Thank you Debbie, thank you so much for your input and valuable insight. As makers of handcrafted soap I think we sometimes get stuck in our bubble; we know what we do and we do it well, but we don’t necessarily look much further than we have to. Yet, as you say, looking into the actual hows and whys of industrial soapmaking is very interesting. It teaches us a lot about soapmaking in general and by analogy it also offers insight into our own methods and products. The point that you make about superfat is one that a lot of soapmakers tend to ignore in this discussion; it’s a luxury that small-scale soapmakers can afford to add to their products, but one that isn’t feasible for many industrial soap manufacturers.
Heather Holland Wheaton
Loved your post, but feel the need to defend my beloved Manhattan. Based on your photos of soap sections it looks like you might’ve been in corner delis or bodegas. Larger supermarkets–especially Whole Foods–have a much better selection of soap–with a good smattering of handmade stuff. And we have quite a few shops completely devoted to handmade soap. We’re not all Dove and Irish Spring here.
You’re right of course. Manhattan has a large selection of fantastic shops selling fantastic products. When my kids were both under the age of two and life seemed like one never-ending boot camp we lived by Navy Pier in Chicago. My one treat was to pack the little ones into the double stroller at nap time and hike a couple of kilometres to the closest Whole Foods to rest my eyes and senses for a while. However, this time around I was more interested in what was on offer in average supermarkets. While Manhattan probably has the highest concentration per capita of Whole Foods outlets in the country, these luxury shops hardly count as average American supermarkets.

# Set tasks
[1] In the soap comments, where did the writer live when both children were under the age of two?
[2] List every place name mentioned in the soap comments.
[3] Continue the soap comments after their final sentence.
The lines after the soap comments are separate material.

# Source material
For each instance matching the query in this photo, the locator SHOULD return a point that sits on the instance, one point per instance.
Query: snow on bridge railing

# Results
[1] By Navy Pier in Chicago.

[2] Manhattan, Navy Pier, Chicago

[3]
The Good Soap brand sold naked in Whole Foods is quite interesting when it comes to ingredients. On the pdf that you can download, titanium dioxide is referred to as ‘natural color’ and the first two ingredients listed are neither soap, nor detergent but shea butter and coconut oil. As soapmakers we know that a product containing more butters and oils than soap is not going to look like a hard bar of pressed soap like this one does. I’m assuming they are sold as non-cosmetic soap which means that the manufacturer or distributor is under no obligation to list ingredients and if they choose to do so, they can list them in whatever order they like.
I also walked into a very upmarket, chandelier-decorated shop for bath & body products with a name that sounds vaguely like ‘soap’ in some foreign language. They had unwrapped soap on offer which looked handcrafted and the nice young gentleman told me all about their cosmetic properties, but could not shed any light on what the ingredients were..
Heather Holland Wheaton
Ah, the Sabon stores. Yea, they’re not very forthcoming with ingredients. We have a Rain store here now too–which I love, but ingredients are also hidden.
Yes, I just read somewhere last week that Rain has a shop on Manhattan. South Africa’s most famous soapy export!
This is wonderful piece of reading! Thank you! I like your travel soap tin photos! They make me smile! 🙂
Thanks! Glad you liked it 🙂
I loved this blog post! Sweet and funny and creative!!! Great photos and your soaps are STUNNING!!!!!